__Task to complete__.
Restate word for word the line containing "water in the picture above?" and every following line in the material below, up to and including the last one.

━━━━

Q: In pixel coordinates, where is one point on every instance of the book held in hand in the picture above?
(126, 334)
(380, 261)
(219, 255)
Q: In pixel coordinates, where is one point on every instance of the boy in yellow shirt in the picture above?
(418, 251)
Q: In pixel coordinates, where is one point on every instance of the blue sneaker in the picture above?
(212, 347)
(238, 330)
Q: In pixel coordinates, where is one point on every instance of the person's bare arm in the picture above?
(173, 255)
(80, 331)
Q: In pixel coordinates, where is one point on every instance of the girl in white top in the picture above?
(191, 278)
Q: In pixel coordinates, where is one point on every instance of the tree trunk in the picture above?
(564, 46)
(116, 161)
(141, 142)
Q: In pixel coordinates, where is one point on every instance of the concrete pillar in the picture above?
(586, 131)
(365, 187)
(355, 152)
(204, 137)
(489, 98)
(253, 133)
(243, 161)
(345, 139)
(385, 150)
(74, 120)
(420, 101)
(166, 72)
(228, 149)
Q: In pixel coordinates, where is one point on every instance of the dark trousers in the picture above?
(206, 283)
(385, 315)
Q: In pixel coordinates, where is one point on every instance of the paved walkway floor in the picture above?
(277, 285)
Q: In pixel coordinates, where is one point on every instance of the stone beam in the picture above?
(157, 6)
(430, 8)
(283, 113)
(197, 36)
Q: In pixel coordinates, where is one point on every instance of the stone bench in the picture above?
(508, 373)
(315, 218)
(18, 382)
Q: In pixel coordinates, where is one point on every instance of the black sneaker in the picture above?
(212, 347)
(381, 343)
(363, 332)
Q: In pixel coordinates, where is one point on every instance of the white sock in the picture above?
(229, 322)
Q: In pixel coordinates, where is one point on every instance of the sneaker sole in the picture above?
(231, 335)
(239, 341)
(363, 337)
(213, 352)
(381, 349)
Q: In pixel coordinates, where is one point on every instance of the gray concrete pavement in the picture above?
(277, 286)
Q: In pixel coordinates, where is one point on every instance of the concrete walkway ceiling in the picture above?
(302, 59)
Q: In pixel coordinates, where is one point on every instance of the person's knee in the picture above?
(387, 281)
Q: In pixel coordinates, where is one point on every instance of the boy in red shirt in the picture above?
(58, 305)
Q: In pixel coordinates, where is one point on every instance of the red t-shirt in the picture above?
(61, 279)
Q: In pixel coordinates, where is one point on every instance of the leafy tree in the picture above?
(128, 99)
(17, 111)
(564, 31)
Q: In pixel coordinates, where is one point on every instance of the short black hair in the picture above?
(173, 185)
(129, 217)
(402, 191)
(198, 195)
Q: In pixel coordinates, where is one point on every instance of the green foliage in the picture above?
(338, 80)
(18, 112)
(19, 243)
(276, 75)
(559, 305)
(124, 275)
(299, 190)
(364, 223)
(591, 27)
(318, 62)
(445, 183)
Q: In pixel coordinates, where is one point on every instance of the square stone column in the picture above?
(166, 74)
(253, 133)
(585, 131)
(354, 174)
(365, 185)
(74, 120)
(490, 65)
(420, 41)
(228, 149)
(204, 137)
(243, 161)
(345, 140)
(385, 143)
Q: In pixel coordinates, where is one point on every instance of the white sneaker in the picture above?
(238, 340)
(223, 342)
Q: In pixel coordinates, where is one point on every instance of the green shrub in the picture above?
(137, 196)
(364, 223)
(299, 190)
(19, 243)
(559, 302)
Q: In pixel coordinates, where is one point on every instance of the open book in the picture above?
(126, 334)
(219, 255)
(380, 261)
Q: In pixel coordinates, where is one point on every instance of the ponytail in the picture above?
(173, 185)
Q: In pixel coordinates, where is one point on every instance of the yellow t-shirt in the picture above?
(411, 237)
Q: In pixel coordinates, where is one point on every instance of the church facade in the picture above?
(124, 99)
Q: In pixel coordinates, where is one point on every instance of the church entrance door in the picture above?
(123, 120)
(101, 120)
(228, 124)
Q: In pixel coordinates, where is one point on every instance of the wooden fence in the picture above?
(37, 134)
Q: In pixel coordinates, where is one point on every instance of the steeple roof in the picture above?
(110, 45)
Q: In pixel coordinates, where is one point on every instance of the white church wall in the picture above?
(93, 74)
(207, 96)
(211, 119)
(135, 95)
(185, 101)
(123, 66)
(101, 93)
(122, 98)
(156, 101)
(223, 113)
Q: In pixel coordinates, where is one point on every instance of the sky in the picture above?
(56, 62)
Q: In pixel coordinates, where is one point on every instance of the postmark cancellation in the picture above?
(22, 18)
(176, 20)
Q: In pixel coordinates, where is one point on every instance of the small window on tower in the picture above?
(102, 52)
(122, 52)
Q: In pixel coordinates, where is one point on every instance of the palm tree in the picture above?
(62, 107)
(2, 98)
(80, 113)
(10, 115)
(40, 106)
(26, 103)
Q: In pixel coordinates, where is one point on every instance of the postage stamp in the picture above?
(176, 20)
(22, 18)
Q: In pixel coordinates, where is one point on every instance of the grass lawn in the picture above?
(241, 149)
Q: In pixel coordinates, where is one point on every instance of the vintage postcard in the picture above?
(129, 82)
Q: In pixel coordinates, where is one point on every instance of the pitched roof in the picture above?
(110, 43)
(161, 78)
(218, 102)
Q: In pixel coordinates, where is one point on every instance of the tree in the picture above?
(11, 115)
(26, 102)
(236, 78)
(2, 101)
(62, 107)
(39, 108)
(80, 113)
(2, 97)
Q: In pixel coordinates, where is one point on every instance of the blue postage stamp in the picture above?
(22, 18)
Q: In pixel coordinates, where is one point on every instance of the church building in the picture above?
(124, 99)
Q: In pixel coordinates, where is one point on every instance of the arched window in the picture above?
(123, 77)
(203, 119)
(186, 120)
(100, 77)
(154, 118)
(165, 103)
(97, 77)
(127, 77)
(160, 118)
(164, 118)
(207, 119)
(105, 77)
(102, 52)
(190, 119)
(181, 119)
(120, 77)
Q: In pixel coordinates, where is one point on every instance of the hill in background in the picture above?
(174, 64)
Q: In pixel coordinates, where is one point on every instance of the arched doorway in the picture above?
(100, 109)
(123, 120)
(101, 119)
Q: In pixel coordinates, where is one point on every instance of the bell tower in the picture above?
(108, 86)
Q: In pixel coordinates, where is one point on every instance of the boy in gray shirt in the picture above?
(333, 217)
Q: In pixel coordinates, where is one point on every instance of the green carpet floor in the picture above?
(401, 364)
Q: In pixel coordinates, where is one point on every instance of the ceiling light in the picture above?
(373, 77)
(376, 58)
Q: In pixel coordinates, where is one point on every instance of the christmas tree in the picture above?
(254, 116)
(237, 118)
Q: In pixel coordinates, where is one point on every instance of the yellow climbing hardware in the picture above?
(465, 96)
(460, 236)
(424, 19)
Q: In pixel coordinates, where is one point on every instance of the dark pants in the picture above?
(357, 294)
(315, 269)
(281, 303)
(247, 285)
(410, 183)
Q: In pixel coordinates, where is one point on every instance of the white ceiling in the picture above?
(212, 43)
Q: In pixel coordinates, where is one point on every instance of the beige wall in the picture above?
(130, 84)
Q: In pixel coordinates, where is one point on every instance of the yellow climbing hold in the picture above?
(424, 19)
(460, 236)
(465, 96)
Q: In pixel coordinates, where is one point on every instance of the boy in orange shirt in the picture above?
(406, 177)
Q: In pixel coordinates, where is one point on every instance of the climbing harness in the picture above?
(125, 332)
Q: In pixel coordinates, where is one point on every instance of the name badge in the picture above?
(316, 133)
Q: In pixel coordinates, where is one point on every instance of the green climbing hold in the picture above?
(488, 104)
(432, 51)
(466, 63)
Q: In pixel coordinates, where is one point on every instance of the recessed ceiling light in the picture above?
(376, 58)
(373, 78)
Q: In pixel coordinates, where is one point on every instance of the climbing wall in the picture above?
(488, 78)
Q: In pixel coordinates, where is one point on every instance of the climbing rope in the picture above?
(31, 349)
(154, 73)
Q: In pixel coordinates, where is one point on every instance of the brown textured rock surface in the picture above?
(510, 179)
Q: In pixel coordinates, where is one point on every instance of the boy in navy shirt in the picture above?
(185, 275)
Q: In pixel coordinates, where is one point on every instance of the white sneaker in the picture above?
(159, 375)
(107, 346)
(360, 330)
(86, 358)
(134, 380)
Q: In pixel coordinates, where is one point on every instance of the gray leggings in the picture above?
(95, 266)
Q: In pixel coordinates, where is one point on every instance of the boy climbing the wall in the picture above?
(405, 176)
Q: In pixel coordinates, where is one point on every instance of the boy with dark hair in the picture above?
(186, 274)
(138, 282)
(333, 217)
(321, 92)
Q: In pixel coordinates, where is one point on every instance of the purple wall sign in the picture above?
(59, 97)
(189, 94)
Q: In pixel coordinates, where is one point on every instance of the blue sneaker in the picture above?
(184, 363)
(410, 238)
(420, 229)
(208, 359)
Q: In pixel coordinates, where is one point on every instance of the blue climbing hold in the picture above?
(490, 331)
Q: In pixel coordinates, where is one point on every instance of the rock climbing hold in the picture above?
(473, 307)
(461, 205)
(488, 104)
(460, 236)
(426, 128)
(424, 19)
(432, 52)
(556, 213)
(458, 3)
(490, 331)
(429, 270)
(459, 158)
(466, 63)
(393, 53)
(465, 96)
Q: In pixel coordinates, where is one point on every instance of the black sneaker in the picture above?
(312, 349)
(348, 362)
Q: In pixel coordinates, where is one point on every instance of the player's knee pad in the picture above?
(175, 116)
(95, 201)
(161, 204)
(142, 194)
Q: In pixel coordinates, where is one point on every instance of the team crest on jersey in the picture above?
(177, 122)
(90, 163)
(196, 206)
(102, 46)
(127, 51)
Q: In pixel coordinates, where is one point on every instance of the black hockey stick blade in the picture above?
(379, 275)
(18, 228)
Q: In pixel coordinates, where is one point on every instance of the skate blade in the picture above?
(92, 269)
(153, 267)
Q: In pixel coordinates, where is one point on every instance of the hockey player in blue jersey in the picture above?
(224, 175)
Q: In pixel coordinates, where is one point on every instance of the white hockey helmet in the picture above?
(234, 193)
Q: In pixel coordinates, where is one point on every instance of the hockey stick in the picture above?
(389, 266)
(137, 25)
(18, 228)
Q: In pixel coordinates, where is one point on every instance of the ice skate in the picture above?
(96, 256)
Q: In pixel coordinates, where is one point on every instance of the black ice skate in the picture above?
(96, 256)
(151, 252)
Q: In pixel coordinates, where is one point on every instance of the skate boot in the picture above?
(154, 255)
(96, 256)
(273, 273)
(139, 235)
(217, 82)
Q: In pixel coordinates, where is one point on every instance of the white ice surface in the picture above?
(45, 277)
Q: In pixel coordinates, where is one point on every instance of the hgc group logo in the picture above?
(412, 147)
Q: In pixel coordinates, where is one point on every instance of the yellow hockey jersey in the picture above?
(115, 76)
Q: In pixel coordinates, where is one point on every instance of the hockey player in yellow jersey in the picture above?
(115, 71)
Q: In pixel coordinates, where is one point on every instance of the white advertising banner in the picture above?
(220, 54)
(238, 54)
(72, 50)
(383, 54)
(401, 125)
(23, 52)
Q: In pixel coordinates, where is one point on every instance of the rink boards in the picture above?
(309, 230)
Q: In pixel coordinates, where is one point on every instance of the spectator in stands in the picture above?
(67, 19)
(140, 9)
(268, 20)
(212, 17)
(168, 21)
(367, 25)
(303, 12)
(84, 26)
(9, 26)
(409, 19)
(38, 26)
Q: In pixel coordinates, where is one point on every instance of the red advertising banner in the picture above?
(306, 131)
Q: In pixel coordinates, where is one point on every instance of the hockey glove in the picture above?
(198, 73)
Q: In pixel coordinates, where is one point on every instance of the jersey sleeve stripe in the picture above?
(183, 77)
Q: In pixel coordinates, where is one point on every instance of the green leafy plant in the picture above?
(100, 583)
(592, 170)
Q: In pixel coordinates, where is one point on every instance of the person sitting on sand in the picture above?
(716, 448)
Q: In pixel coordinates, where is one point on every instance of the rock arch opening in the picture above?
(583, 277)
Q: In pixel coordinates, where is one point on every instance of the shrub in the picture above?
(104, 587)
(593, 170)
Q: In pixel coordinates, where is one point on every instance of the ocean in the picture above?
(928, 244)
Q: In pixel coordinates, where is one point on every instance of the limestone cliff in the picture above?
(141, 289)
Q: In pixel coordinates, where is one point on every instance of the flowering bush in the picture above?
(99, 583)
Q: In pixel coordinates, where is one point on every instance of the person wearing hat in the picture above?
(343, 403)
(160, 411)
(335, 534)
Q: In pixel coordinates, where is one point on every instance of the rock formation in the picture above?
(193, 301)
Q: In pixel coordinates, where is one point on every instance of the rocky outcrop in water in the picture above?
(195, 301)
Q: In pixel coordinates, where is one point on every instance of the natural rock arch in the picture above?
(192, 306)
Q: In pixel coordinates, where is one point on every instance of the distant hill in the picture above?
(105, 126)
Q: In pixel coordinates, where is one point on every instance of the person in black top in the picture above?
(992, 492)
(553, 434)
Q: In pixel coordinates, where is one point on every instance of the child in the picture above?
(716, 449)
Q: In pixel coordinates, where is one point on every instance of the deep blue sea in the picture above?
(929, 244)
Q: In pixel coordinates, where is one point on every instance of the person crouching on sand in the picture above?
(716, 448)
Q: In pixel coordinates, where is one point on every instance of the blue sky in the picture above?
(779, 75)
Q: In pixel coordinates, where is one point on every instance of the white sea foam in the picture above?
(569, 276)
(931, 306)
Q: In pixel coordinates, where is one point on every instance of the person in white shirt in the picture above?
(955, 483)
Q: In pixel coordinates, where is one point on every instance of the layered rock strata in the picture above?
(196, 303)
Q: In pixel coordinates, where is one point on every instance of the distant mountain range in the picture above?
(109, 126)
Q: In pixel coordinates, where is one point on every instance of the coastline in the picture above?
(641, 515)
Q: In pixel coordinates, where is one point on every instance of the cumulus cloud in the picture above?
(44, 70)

━━━━

__Reply to the task__.
Q: In pixel coordinates, where is one point on every instance of the rocky outcrop in water in the picture above?
(195, 301)
Q: In pixel coordinates, where is one point on every instance of the natural rock arch in the picture above?
(192, 306)
Q: In pixel coordinates, where is one point on every instance of the distant hill in the picture above?
(105, 126)
Q: In pixel coordinates, where is one point on every instance of the person in black top in the picture above?
(992, 492)
(553, 434)
Q: In pixel coordinates, where is one point on every instance of the child in the picture above?
(716, 449)
Q: In pixel coordinates, where is one point on every instance of the deep blue sea in the picture above?
(929, 244)
Q: In pixel coordinates, where is one point on every instance of the person crouching on sand in the picture above?
(716, 448)
Q: In pixel coordinates, where is one point on every instance of the blue sky in the picture above?
(779, 75)
Q: In pixel coordinates, where is one point on every instance of the white sea foam in the picture above?
(569, 276)
(931, 306)
Q: In pixel coordinates, where is one point on every instance of the person in white shirt in the picture above?
(955, 483)
Q: In pixel coordinates, where is one point on every instance of the layered rock strata in the picture above?
(196, 303)
Q: In pixel coordinates, where is one point on every instance of the distant mountain range in the picture above?
(109, 126)
Q: In pixel coordinates, where is one point on every instance of the coastline in the picture above?
(641, 515)
Q: In pixel coordinates, where is one point on every instance of the cumulus cloud in the picture above?
(44, 70)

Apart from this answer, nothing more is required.